(Goal)
Pull out every line below that contains the word "wooden", matching case exactly.

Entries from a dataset
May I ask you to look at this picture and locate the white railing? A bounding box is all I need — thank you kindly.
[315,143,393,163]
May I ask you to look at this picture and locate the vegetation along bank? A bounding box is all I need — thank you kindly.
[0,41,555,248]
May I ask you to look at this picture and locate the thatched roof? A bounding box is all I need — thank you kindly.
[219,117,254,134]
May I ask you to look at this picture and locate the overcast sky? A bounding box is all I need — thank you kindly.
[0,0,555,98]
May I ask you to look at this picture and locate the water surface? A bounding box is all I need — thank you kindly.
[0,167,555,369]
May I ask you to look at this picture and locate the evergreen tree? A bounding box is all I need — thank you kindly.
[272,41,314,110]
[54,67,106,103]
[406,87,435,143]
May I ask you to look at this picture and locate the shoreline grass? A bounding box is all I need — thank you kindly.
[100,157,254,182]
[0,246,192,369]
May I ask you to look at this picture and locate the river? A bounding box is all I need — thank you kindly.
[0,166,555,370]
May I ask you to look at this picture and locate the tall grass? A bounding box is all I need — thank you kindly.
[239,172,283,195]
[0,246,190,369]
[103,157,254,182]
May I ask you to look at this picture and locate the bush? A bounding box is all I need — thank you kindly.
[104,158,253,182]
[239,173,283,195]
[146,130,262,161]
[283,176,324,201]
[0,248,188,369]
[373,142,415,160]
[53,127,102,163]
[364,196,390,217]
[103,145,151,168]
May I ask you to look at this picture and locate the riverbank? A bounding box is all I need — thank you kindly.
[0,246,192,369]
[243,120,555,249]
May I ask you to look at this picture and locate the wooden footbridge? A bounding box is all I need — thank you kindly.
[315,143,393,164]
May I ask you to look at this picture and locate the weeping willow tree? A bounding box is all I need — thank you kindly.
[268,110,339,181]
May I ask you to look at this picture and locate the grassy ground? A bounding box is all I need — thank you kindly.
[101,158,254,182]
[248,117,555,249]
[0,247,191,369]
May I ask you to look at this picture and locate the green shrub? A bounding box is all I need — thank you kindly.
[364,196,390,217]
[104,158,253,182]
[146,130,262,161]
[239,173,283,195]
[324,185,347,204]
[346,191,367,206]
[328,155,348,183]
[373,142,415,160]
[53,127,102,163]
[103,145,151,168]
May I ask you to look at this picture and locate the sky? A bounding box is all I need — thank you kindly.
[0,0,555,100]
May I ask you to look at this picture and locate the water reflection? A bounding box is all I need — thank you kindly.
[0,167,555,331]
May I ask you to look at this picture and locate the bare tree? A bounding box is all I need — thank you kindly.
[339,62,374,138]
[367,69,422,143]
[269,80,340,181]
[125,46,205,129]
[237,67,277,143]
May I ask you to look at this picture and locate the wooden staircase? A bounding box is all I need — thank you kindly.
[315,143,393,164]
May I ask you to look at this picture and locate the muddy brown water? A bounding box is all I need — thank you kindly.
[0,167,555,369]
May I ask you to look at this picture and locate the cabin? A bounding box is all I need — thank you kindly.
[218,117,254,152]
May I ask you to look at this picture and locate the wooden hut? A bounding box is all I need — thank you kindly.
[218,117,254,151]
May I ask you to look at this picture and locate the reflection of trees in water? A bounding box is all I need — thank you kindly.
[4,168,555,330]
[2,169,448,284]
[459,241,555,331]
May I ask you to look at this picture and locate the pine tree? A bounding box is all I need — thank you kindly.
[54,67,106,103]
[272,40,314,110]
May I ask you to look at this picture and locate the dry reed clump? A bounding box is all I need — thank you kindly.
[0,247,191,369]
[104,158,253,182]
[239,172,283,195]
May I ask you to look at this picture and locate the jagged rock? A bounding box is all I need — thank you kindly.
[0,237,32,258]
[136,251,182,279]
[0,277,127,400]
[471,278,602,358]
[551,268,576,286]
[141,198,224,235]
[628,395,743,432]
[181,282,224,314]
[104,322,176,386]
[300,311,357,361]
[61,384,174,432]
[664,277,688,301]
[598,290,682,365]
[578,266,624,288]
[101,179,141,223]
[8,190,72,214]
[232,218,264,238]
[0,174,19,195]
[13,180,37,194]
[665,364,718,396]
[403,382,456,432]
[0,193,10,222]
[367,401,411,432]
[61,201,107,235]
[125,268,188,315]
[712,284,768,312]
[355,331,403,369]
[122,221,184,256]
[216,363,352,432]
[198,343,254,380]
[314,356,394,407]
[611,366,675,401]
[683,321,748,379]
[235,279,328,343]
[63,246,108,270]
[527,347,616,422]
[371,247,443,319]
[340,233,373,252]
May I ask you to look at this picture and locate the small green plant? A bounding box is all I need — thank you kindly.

(The response)
May I ask you to look at this picture and locate the wooden footbridge? A bounding box is all I need — thank you kindly.
May I ask you to look at this picture and locate the wooden staircase? A bounding box is all I need — thank you kindly.
May I ask you to look at this picture and locate the wooden hut? A bounding box is all I need — thank you kindly.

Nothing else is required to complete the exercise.